Les arts pour un avenir viable

Guide pédagogique: enseignement des arts et développement durable

Niveaux
7e-12e année/Sec I-Cégep

Durabilité pour les enseignant.e.s en arts

Qu’est-ce que la durabilité?

Commençons par le commencement! Qu’est-ce que la durabilité? Des termes comme durabilité et développement durable peuvent être rébarbatifs, voire éloigner plusieurs communautés. Plus souvent utilisés au sein des organismes gouvernementaux et scientifiques que dans les cours de musique, les salles de spectacles ou les studios d’arts visuels, ces termes sont flous et manquent d’élégance et d’humanité.

Toutefois, la durabilité est généralement un concept facile à comprendre! La durabilité est une question de responsabilité et d’imputabilité. Selon ce concept, il nous faut faire des choix conscients et informés dans notre vie quotidienne afin d’améliorer à la fois la santé des populations et de notre planète. En réaction à l’aggravation de nombreuses crises internationales, les Nations Unies ont lancé un appel à l’action en 2015, mettant de l’avant 17 Objectifs de développements durables (ODD); un plan basé sur la science pour nous assurer un avenir sain et radieux. Traitant de questions aussi diversifiées que l’inégalité raciale, la pollution des océans et l’insécurité alimentaire, les 17 objectifs sont regroupés sous trois piliers distincts:

1. Durabilité sociale (« Les populations »)

Il s’agit du bien-être des populations. Se retrouvent souvent sous ce pilier :
les questions relatives à l’éducation, aux soins de santé, au logement et à la qualité de vie.

▸ DONNÉES FOURNIES:
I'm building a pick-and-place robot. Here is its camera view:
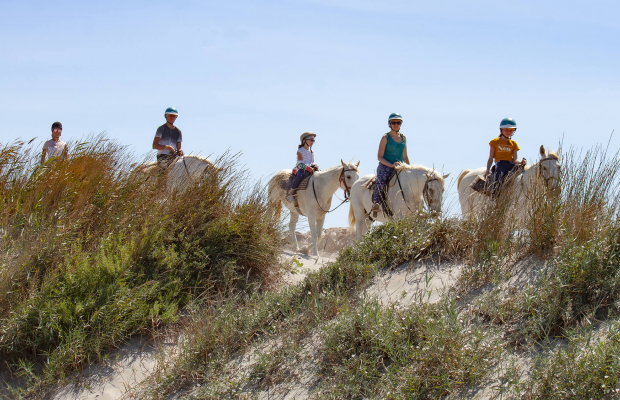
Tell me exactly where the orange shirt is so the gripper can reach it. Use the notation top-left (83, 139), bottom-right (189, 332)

▸ LES CONSIGNES:
**a.** Répondez à ces questions sur le guide consacré aux arts et à la durabilité :
(i) À quels niveaux scolaires ce guide s'adresse-t-il ?
(ii) De quoi la durabilité est-elle une question, selon le guide ?
(iii) En quelle année les Nations Unies ont-elles lancé leur appel à l'action ?
**b.** Pourriez-vous reprendre le guide sur les arts et la durabilité à la suite de sa dernière phrase ?

▸ RÉPONSES AUX EXERCICES:
**a.**
(i) 7e-12e année/Sec I-Cégep
(ii) De responsabilité et d'imputabilité
(iii) En 2015

**b.**
2. Durabilité économique (« La prospérité »)

La manière dont la croissance stable des communautés, des systèmes
économiques, des entreprises et des organes directeurs impacte la vie des populations.

3. Durabilité environnementale (« La planète »)

L’utilisation de façon responsable des ressources naturelles de la Terre, pour
pouvoir satisfaire à la fois les besoins des populations d’aujourd’hui et de demain.

L’impact de l’art et des artistes

Les artistes sont des experts indépendants de leur propre processus créatif. Le sculpteur expérimenté travaille avec une intention claire, tout comme la ballerine se déplace avec grâce et éloquence. La créativité est un outil puissant – un outil qui s’apprend, s’enseigne et s’exerce par ceux et celles qui souhaitent créer un monde meilleur.

L’idée selon laquelle l’art n’a pas seulement un but esthétique risque de susciter la curiosité; de nombreux artistes refuseraient sans doute de dire que leur production artistique sert à une cause en particulier! Néanmoins, les chansons, les poèmes, les peintures et les autres formes d’art sont des modes d’expression servant à partager des émotions, des sentiments et des idées.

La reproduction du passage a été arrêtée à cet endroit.